*Exercise description*:
In the listing below, find the line containing "of the triangular". Write out that line and every line after it to the end, exactly and only those.

*Dataset entries*:
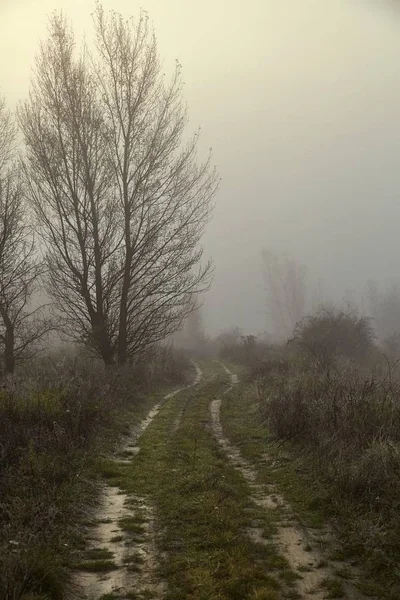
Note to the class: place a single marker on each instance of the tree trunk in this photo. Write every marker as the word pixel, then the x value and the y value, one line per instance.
pixel 9 357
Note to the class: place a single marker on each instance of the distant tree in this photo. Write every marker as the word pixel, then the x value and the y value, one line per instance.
pixel 285 282
pixel 384 307
pixel 120 196
pixel 329 334
pixel 22 327
pixel 194 334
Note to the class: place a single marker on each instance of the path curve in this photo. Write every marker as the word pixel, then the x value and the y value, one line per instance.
pixel 292 541
pixel 107 533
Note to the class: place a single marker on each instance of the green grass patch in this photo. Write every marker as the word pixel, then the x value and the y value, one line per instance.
pixel 203 506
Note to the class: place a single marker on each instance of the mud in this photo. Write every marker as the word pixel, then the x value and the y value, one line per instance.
pixel 298 547
pixel 139 576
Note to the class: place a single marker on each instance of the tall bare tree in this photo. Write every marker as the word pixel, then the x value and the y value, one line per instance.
pixel 163 194
pixel 21 325
pixel 121 198
pixel 69 175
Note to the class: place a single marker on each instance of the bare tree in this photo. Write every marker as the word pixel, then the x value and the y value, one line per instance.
pixel 22 326
pixel 285 281
pixel 163 193
pixel 121 199
pixel 69 175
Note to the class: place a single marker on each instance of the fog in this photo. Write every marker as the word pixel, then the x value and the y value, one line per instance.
pixel 300 103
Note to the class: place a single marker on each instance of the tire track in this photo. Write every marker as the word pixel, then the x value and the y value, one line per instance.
pixel 292 541
pixel 116 510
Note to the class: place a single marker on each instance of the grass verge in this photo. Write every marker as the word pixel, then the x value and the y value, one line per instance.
pixel 203 507
pixel 313 500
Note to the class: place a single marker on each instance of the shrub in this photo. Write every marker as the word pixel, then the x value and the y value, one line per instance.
pixel 329 334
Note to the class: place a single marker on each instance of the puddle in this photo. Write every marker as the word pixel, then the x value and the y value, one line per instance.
pixel 139 576
pixel 198 378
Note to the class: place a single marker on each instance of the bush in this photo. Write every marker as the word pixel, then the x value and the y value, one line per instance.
pixel 329 334
pixel 349 431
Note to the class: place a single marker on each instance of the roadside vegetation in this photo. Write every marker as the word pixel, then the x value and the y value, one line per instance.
pixel 203 507
pixel 321 418
pixel 55 422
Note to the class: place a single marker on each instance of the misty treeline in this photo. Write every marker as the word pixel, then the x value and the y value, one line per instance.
pixel 104 201
pixel 292 300
pixel 325 384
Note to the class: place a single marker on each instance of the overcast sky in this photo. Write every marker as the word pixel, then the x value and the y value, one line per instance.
pixel 301 104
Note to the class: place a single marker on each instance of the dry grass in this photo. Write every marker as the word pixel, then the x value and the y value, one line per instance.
pixel 348 427
pixel 53 421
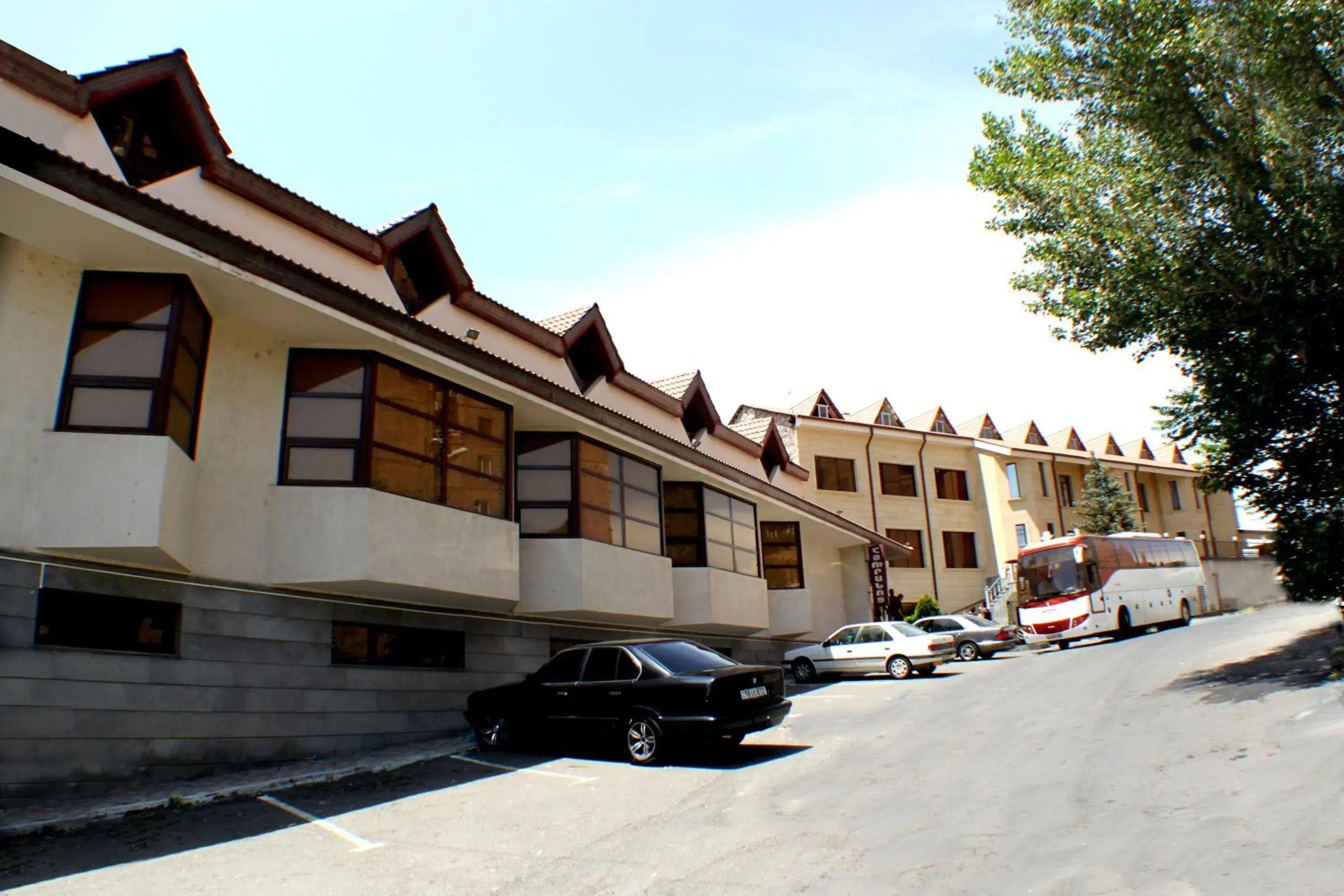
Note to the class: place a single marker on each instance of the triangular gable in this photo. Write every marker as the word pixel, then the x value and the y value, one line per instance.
pixel 935 421
pixel 422 261
pixel 879 414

*Solution for this task*:
Note to the class: place a single marker on each instance of the triangular gable in this photo. Write every marker as the word pixel, then the x value and the y value, one line per instance.
pixel 935 421
pixel 422 261
pixel 879 414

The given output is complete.